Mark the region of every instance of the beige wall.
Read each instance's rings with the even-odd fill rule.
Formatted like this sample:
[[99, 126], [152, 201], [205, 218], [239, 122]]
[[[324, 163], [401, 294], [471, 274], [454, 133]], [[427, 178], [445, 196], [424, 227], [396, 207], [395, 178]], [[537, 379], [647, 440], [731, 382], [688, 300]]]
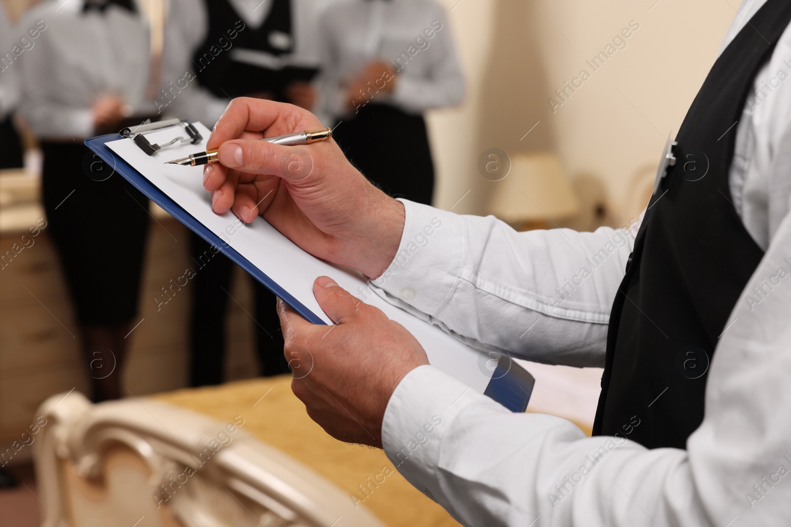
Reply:
[[[660, 0], [652, 8], [655, 1], [442, 0], [452, 9], [467, 95], [429, 115], [435, 204], [449, 209], [469, 190], [453, 210], [486, 213], [498, 183], [478, 173], [481, 152], [553, 149], [570, 175], [600, 180], [607, 221], [625, 222], [634, 209], [623, 205], [630, 180], [653, 170], [664, 137], [678, 130], [739, 6]], [[626, 47], [592, 72], [585, 61], [631, 20], [640, 28]], [[547, 100], [582, 68], [591, 77], [553, 114]]]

WRITTEN TASK =
Above are records to transcribe exactly; leave their pictures out.

EXERCISE RESULT =
Mark the region of every instance of the beige wall.
Read each instance's rings with the even-odd fill rule.
Formatted like this sample:
[[99, 126], [152, 201], [205, 218], [239, 122]]
[[[324, 163], [401, 294], [471, 274], [454, 133]], [[427, 178], [445, 196], [424, 227], [396, 207], [395, 178]], [[537, 379], [647, 440], [731, 382], [688, 300]]]
Reply:
[[[660, 0], [652, 8], [655, 1], [442, 0], [452, 9], [467, 95], [429, 115], [435, 204], [449, 209], [469, 190], [453, 210], [486, 213], [498, 183], [478, 173], [481, 152], [553, 149], [570, 175], [600, 180], [607, 221], [625, 222], [634, 209], [623, 205], [630, 180], [653, 170], [664, 137], [678, 130], [739, 6]], [[626, 47], [592, 72], [585, 61], [631, 20], [640, 28]], [[547, 100], [582, 68], [591, 77], [553, 114]]]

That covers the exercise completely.